■ **Your task**
Each line from the one holding "point_to marks one point per instance of the car roof" through the final line of the data below is to be given again exactly, and no other line is to appear.

■ **Data shown**
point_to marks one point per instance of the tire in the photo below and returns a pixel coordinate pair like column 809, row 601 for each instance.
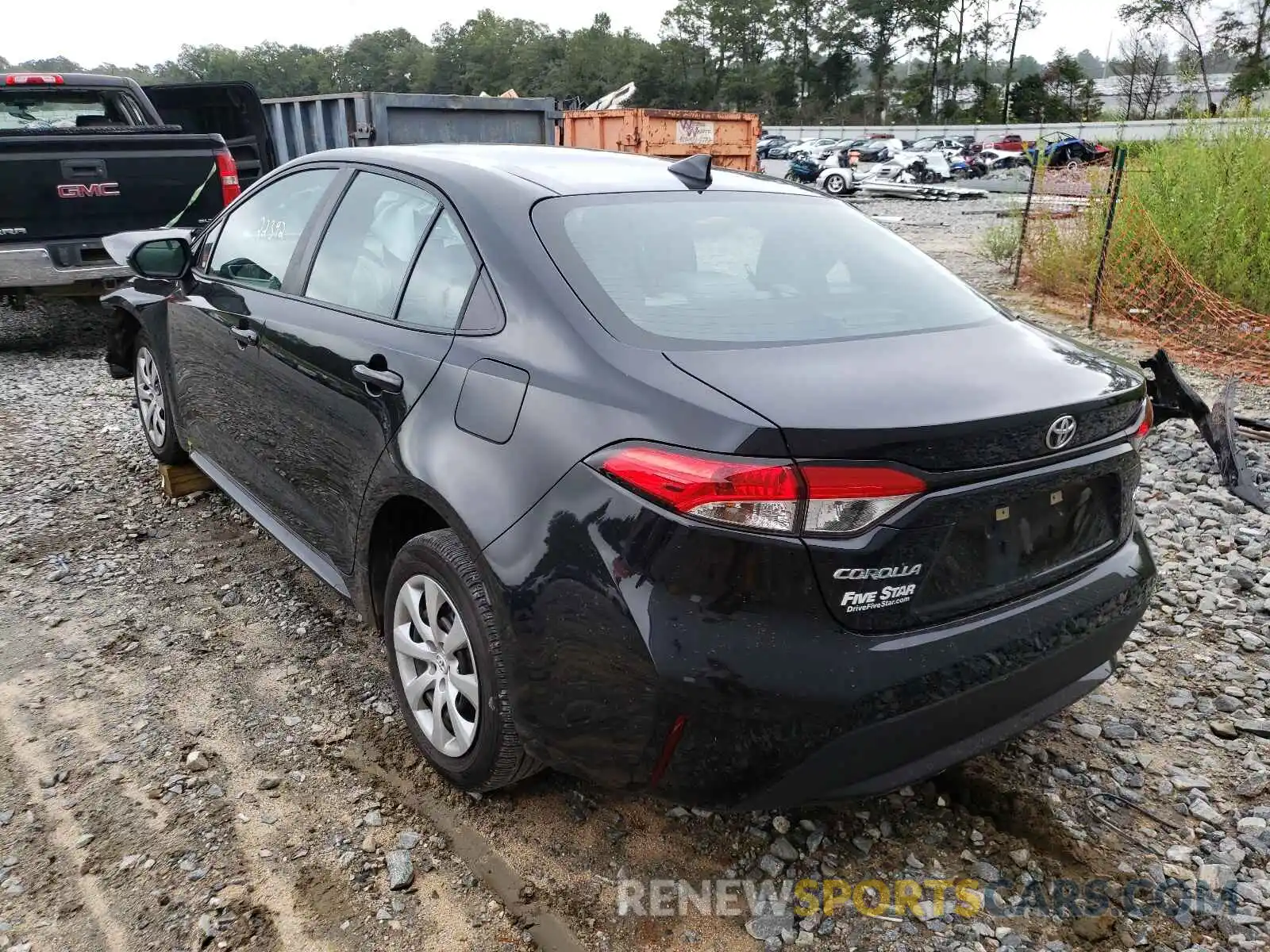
column 476, row 747
column 836, row 184
column 156, row 403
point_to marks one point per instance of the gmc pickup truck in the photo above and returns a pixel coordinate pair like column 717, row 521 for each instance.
column 84, row 156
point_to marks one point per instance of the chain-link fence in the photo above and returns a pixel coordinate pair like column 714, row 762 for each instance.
column 1109, row 254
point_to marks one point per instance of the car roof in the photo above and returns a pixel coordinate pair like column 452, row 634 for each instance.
column 554, row 169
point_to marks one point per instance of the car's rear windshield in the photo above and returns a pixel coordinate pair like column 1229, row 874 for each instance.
column 677, row 271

■ **Answer for this exercise**
point_to marks one point per instance of the car roof in the photo above and returns a pixel coordinate pair like column 452, row 634 for each instance.
column 554, row 169
point_to marks one point per instance of the car's rear windshield in the photo above and returns a pixel coordinate pair like column 1229, row 874 for each instance.
column 677, row 271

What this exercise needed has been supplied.